→ **Problem statement**
Count the lines in the listing below that contain the word "instance", and reply with that number alone.

-- START Data --

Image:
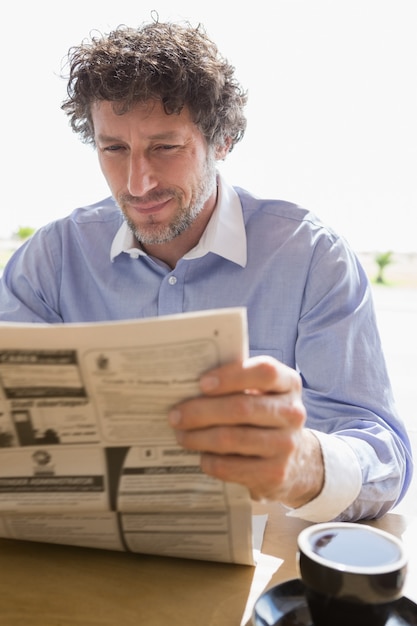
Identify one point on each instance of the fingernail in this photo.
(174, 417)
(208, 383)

-- END Data --
-- START Data --

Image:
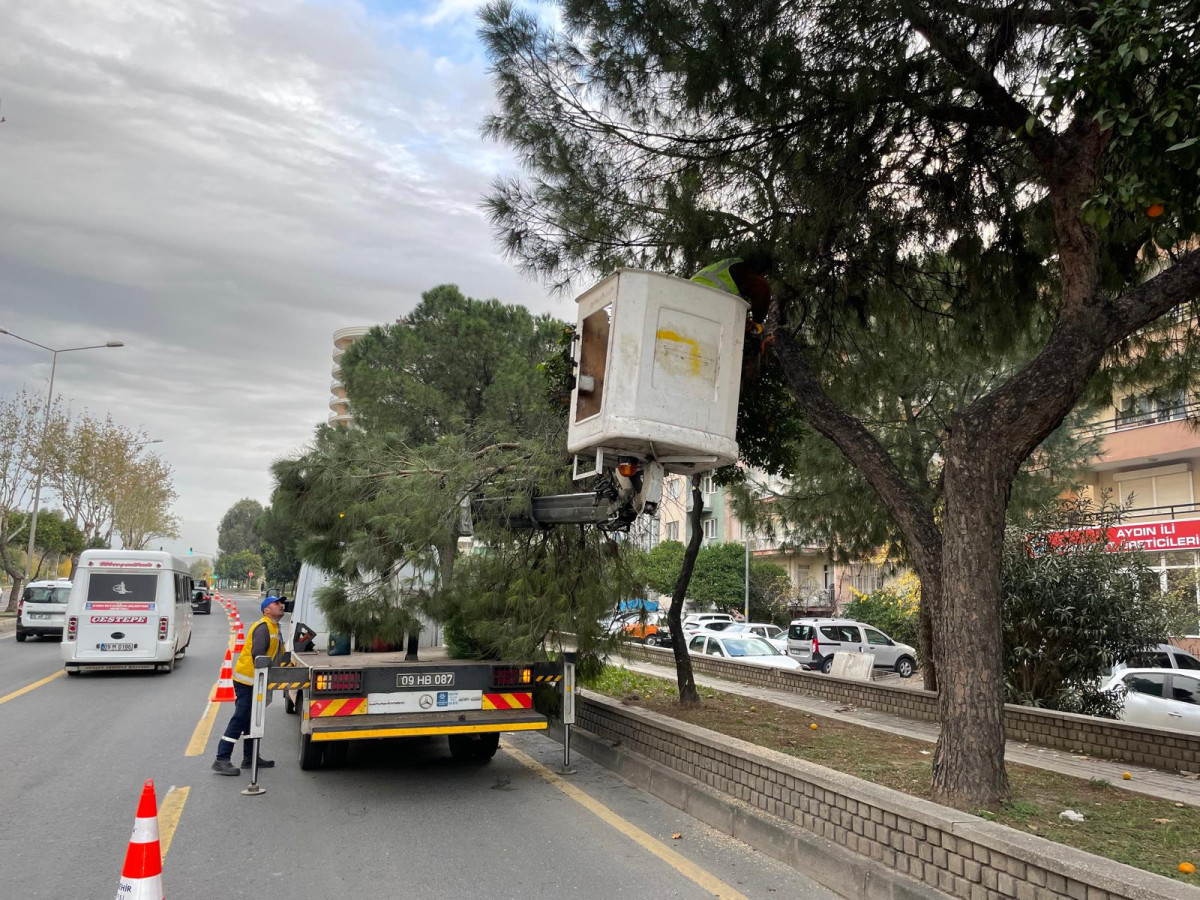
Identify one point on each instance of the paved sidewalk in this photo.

-- END Data --
-- START Data --

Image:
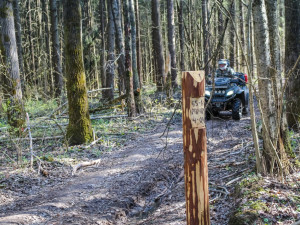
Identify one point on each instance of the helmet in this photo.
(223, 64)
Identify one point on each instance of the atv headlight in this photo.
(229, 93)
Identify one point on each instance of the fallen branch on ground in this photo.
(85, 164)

-- END Data --

→ **Output for this task**
5